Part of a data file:
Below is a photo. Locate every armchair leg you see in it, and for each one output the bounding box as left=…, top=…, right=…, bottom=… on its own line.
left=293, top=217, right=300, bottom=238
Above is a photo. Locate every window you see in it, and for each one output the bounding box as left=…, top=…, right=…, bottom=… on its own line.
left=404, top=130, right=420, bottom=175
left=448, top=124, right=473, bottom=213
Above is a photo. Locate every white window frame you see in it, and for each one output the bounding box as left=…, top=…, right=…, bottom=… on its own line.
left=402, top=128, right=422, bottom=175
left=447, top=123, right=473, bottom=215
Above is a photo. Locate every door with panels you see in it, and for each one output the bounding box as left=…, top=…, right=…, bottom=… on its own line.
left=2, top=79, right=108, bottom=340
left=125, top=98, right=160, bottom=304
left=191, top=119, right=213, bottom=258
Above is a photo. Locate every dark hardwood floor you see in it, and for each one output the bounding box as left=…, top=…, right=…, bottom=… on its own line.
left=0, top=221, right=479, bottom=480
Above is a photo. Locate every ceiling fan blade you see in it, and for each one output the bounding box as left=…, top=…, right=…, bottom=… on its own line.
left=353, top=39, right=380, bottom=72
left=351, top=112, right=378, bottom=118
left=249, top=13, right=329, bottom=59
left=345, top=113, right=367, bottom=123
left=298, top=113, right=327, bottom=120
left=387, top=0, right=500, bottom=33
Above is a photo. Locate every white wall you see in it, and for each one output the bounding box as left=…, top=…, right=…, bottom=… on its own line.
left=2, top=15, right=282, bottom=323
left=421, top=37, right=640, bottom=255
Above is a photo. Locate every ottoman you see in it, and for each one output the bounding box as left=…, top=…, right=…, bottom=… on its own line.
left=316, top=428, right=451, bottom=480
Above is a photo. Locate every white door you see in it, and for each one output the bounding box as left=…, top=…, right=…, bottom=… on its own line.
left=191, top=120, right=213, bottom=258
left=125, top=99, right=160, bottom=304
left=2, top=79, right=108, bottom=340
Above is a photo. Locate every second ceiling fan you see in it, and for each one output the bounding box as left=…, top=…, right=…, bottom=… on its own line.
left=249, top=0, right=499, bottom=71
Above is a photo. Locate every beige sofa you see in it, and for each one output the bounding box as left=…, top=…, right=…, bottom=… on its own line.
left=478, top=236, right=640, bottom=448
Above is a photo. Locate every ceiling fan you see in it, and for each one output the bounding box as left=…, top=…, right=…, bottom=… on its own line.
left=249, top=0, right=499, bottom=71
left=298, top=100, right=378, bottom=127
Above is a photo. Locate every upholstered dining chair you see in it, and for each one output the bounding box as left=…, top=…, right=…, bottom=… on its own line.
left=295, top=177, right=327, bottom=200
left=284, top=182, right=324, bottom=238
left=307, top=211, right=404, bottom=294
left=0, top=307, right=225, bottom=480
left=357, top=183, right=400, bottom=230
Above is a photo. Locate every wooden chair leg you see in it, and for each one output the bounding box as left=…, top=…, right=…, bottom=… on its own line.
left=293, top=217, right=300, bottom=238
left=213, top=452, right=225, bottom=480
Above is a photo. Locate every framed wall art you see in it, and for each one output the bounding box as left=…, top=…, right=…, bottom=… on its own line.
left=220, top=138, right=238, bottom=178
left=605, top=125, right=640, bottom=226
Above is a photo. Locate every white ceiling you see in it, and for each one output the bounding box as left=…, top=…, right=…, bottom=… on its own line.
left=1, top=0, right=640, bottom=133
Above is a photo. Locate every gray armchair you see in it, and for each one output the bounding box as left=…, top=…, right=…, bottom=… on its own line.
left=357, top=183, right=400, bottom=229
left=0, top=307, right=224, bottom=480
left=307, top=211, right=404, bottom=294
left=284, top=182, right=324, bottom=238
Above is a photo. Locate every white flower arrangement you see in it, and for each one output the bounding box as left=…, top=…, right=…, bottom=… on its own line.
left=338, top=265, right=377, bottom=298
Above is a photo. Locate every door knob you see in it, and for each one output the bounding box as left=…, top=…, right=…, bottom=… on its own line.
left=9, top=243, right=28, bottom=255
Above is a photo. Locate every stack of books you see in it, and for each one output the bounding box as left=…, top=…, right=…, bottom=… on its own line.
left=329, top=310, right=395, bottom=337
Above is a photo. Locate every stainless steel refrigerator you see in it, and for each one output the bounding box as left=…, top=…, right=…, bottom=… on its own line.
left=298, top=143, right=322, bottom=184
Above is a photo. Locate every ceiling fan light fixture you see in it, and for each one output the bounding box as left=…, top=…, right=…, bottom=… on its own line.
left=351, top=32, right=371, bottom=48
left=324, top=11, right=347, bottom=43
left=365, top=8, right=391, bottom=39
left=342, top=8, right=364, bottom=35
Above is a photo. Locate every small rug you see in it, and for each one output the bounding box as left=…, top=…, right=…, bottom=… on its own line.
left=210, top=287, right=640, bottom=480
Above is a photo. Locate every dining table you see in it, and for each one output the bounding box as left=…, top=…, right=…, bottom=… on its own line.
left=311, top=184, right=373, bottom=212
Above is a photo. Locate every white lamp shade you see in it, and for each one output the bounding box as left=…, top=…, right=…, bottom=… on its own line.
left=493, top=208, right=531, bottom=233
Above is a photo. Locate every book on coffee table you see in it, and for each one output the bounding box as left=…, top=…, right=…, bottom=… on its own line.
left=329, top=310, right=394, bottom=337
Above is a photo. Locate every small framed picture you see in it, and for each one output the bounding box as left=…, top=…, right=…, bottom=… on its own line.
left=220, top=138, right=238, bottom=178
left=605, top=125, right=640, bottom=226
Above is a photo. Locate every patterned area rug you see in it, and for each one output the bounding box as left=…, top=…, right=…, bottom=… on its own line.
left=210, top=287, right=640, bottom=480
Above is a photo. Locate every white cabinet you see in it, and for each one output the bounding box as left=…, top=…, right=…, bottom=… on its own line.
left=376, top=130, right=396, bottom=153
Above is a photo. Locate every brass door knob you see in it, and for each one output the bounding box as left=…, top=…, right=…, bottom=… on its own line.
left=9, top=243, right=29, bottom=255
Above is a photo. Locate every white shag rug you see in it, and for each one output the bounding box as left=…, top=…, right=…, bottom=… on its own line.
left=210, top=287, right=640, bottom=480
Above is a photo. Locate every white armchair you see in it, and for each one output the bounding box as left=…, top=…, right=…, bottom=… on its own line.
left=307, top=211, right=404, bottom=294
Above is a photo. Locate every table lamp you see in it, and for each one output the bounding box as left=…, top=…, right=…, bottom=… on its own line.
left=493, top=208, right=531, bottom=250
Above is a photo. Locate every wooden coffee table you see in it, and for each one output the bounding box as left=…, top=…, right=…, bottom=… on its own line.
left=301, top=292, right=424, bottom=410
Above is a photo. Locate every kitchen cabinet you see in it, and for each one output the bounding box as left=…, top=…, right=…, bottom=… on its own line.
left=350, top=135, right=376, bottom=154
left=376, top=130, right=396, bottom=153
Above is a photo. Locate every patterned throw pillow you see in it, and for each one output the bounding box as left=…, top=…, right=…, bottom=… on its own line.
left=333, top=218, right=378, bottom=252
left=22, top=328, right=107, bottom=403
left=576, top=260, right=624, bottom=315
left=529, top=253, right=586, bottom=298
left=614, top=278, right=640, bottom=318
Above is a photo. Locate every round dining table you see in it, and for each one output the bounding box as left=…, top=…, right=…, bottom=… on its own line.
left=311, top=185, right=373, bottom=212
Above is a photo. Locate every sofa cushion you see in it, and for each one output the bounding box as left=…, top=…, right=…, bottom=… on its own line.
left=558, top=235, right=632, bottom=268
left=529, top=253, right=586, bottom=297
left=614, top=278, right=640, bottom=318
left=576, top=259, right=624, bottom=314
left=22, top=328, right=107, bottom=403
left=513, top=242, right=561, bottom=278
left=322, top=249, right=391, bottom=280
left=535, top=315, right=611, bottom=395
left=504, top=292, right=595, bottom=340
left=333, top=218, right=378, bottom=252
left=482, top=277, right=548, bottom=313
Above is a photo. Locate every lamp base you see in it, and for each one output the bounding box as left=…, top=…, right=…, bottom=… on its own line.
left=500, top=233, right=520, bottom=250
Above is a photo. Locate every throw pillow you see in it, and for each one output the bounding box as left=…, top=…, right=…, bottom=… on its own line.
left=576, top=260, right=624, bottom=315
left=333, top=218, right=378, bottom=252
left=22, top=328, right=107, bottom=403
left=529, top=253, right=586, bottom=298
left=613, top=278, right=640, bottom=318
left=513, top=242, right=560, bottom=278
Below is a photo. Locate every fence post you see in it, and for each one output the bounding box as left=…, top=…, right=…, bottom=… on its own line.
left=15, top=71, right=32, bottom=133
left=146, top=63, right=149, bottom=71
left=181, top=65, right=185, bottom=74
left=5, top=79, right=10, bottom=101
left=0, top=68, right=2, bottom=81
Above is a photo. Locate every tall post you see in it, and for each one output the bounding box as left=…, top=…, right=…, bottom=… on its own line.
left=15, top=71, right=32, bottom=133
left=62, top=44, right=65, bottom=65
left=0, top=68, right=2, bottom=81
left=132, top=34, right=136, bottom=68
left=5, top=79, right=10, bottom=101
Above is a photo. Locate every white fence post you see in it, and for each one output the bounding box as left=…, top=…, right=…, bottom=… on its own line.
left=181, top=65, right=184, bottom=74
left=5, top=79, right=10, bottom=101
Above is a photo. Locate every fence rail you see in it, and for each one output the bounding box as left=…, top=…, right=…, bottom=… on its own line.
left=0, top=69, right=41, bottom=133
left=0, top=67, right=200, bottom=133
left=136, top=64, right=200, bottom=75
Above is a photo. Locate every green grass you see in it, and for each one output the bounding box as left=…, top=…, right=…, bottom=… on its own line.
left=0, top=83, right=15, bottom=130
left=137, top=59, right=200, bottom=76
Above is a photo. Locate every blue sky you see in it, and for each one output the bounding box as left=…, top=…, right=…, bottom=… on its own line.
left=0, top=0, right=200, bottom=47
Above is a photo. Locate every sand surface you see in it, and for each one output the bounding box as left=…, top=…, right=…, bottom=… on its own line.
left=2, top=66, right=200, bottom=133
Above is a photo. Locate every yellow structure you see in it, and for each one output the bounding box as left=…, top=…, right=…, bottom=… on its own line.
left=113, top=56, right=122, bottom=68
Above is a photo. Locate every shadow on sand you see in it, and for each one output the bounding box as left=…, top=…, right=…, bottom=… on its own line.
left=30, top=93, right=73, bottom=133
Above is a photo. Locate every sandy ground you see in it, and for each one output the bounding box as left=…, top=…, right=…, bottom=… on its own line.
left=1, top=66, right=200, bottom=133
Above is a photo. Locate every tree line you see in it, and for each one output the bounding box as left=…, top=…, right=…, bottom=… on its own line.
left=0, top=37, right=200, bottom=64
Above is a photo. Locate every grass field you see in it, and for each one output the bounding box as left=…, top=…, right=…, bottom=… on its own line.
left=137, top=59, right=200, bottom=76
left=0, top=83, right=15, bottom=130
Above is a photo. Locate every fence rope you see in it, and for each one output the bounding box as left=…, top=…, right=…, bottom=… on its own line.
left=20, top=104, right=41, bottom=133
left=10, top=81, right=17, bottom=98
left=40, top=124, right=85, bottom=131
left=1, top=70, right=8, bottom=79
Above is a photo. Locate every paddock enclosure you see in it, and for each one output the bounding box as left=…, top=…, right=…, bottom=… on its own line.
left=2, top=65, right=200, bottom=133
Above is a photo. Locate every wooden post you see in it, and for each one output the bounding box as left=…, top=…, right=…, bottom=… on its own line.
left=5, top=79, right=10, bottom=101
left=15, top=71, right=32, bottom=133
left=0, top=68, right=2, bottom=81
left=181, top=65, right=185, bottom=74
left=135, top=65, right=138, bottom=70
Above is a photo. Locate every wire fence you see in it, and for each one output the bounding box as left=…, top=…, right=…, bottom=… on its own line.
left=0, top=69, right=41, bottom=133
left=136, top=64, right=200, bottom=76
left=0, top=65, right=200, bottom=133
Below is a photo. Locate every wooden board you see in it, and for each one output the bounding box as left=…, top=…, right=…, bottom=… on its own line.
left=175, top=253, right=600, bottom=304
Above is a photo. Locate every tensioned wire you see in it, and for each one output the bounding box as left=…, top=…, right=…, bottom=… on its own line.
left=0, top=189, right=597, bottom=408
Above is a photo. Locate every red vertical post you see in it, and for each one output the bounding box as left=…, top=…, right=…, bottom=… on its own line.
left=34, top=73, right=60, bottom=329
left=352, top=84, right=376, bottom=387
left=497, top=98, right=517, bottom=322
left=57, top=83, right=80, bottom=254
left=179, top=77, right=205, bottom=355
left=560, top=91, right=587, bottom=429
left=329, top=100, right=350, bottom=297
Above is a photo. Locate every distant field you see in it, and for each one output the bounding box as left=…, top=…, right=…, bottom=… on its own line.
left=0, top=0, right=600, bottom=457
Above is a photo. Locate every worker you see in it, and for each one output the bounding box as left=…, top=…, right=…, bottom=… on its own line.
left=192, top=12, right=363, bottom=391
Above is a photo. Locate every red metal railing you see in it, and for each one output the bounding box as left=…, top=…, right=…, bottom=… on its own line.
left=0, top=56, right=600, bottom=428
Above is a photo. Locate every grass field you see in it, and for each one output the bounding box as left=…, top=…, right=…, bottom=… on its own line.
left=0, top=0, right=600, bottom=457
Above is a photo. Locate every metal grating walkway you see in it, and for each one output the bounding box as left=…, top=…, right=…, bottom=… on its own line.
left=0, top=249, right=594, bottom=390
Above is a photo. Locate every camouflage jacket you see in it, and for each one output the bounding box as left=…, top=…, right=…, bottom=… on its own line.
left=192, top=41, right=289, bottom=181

## Exercise description
Recast the entries as a JSON list of strings, from the first line through the line that contains "left=448, top=124, right=473, bottom=213", with one string per line and any blank lines omitted.

## Task output
[
  "Below is a photo. Locate every armchair leg you see in it, and for each one output the bounding box as left=…, top=…, right=…, bottom=… on its own line.",
  "left=293, top=217, right=300, bottom=238",
  "Above is a photo. Locate every window you see in it, and for each one output the bounding box as left=…, top=…, right=…, bottom=… on its own line.",
  "left=404, top=130, right=420, bottom=175",
  "left=448, top=124, right=473, bottom=213"
]